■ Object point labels
★ ★ ★
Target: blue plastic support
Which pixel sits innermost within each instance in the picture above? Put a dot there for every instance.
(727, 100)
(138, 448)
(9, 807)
★ ★ ★
Output these items as a two-column CSV with the columns label_request and points, one row per item, putting each field in quotes and replacing any line breaks with spaces.

label_request,points
"Target: blue plastic support Which pixel sits innermost within each instance in the picture above? Put a dot there for every instance.","(727, 100) (138, 448) (9, 807)"